%%

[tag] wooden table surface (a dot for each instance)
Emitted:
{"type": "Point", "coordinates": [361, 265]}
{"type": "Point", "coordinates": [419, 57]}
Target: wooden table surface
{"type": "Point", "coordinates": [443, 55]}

%%

Exercise prompt
Type out the whole listing once more, exactly as written.

Result
[tag] wooden table surface (a dot for each instance)
Emitted:
{"type": "Point", "coordinates": [361, 265]}
{"type": "Point", "coordinates": [419, 57]}
Target: wooden table surface
{"type": "Point", "coordinates": [443, 55]}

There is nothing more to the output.